Ejercicio: Enumera los cuatro adjetivos con que el comentario sobre 1 Corintios califica a la Eucaristía como centro de la comunidad eclesial.

Texto seleccionado:
Lunes de la XXIV Semana Ordinaria

1 Cor 11, 17-26

La lectura que acabamos de escuchar es excepcionalmente importante.  Es la narración  más antigua que tenemos de la cena del Señor.  Pablo la escribió desde Éfeso entre los años 54 y 57, más bien hacia el final de su estancia.

Los primeros cristianos celebraban la Eucaristía en el marco de una cena llamada «ágape» (amor), reunión de amor fraterno, cosa que no se estaba realizando en Corinto.  Los más favorecidos por la fortuna se colocaban aparte y se saciaban plenamente, no compartían, mientras que los pobres eran relegados y pasaban hambre.

«Ciertamente no puedo alabarlos» dice san Pablo, y a continuación presenta lo que es la Tradición totalmente fundamental: «Porque yo recibí del Señor lo mismo que les he trasmitido…».

La Eucaristía, la Cena del Señor, es el centro aglutinador y vivificante, expresador y constructor de la comunidad eclesial.

La Eucaristía es el don supremo de Cristo, pero también es compromiso vital de parte nuestra.

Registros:
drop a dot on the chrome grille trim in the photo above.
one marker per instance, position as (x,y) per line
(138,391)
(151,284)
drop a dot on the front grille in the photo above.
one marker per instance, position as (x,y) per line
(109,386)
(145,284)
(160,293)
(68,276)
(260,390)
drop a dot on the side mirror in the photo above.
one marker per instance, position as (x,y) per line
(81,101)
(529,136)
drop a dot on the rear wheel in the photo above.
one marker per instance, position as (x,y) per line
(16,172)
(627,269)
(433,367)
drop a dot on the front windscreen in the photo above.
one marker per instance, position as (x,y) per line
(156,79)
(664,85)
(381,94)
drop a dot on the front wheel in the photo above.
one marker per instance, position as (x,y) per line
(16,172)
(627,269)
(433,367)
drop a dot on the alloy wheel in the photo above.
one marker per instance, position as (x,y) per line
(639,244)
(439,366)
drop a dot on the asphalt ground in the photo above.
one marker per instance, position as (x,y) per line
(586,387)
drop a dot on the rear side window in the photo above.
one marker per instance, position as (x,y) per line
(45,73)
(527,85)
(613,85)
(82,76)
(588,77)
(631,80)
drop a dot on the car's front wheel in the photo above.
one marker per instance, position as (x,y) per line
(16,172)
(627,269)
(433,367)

Respuesta escrita:
- aglutinador
- vivificante
- expresador
- constructor